[begin PROVIDED RECORDS]
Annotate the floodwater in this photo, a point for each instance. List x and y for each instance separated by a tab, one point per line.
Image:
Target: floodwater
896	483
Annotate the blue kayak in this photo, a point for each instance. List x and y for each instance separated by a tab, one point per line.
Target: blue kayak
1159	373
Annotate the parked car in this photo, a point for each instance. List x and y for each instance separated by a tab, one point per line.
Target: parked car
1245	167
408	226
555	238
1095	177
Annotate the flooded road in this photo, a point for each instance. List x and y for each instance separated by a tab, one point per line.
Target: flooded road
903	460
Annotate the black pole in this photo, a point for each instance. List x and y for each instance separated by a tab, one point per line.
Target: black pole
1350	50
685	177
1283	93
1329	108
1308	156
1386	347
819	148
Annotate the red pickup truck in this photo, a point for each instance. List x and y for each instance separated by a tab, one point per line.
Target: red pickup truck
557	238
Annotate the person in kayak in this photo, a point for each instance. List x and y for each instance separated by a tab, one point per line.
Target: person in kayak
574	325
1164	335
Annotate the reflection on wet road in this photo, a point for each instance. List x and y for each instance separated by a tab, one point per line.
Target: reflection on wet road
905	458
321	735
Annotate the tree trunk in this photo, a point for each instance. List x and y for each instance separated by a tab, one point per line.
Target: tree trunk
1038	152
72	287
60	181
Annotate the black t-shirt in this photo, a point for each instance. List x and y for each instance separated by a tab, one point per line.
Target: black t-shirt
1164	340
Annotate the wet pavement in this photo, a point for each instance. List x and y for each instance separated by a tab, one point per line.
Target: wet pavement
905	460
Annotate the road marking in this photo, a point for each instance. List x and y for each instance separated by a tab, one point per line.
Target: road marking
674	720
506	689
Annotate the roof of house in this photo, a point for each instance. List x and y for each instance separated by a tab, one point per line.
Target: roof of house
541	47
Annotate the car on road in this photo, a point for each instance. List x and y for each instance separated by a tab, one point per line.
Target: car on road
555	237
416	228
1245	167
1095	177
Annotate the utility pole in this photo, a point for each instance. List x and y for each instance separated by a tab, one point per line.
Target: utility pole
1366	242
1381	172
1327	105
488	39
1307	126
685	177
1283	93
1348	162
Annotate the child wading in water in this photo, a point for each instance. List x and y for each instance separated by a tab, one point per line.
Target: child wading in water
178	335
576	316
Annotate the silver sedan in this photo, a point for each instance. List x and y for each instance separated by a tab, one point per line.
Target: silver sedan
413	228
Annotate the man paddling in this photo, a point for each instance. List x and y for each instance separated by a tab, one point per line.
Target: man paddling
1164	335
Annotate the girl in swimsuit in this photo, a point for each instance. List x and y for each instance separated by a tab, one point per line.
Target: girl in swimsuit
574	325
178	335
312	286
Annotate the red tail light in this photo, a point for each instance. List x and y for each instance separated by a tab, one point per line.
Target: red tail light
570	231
[end PROVIDED RECORDS]
[begin PROVIDED RECORDS]
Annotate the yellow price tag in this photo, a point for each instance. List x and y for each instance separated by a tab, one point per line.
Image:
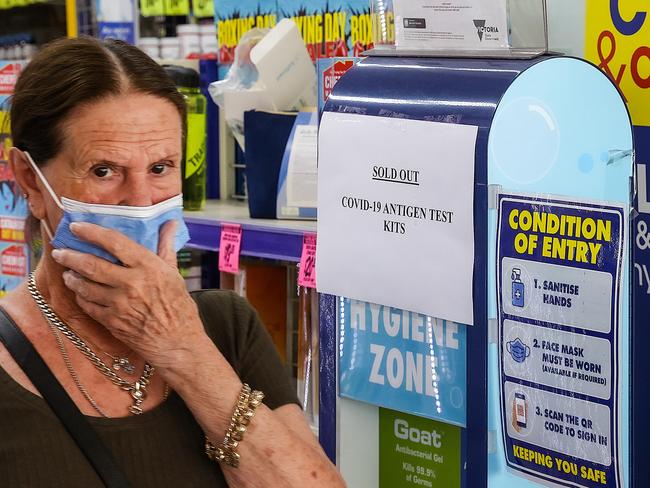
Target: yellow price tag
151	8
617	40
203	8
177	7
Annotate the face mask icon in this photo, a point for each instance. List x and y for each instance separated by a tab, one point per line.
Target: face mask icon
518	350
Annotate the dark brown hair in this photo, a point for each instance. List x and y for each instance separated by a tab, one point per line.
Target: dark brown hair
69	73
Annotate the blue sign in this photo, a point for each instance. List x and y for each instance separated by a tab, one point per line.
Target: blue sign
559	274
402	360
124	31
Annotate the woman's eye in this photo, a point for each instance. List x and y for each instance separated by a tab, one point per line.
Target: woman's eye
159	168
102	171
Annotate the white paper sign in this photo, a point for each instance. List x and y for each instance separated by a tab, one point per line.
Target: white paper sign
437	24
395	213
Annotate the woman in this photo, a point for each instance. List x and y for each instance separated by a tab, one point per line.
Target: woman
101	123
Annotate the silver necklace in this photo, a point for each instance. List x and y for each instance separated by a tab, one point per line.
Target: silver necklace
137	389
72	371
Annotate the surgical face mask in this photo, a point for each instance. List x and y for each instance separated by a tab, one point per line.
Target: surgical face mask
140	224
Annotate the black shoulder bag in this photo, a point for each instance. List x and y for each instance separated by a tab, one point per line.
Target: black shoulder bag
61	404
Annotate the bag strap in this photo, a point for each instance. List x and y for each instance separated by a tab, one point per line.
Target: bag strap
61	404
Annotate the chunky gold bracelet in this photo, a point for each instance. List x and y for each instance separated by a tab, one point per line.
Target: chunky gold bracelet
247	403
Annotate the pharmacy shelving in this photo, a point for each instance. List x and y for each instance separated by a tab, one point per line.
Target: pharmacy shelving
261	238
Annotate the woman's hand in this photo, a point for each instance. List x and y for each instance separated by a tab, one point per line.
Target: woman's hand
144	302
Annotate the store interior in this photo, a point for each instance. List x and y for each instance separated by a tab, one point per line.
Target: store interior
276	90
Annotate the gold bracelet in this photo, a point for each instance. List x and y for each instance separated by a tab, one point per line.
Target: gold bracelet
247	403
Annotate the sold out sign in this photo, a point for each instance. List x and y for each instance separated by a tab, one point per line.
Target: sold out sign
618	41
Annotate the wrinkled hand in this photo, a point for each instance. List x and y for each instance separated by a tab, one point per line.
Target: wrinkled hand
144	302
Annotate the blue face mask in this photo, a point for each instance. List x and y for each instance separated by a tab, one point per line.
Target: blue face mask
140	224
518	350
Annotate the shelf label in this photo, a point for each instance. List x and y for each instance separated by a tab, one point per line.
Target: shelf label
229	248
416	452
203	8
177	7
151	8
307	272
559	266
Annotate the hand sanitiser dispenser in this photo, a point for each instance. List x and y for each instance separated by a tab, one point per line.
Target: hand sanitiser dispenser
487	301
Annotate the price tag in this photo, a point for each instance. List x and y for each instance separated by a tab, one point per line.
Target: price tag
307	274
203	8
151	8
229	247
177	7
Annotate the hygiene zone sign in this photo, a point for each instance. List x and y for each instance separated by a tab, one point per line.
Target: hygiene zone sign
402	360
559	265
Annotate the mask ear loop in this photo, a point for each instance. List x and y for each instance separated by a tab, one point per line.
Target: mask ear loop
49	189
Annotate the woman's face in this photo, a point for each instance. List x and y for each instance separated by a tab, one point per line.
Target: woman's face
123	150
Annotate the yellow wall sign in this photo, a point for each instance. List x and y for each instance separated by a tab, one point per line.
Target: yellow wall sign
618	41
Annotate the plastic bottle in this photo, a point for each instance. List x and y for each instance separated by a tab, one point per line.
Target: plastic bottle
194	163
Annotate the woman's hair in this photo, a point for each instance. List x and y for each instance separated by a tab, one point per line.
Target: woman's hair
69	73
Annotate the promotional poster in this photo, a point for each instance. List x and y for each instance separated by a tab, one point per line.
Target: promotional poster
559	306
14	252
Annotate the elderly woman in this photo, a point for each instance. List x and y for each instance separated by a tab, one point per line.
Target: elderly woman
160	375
[end PROVIDED RECORDS]
## WORK TO COMPLETE
Filter the records above, keeping every line that contains the word "blue" and copying each of those lines in full.

## SOLUTION
Annotate the blue kayak in this photo, a point for each instance. List x and y for each instance separated by a tab, one point per line.
Target: blue kayak
Annotate the blue sign in this photo, a point for each instance. List x and y for each instance separated by a tab, one point per line.
Target: blue sign
Annotate the blue face mask in this photo, a point for each instance. List x and y for each instance separated by a tab, one point per line.
Target: blue face mask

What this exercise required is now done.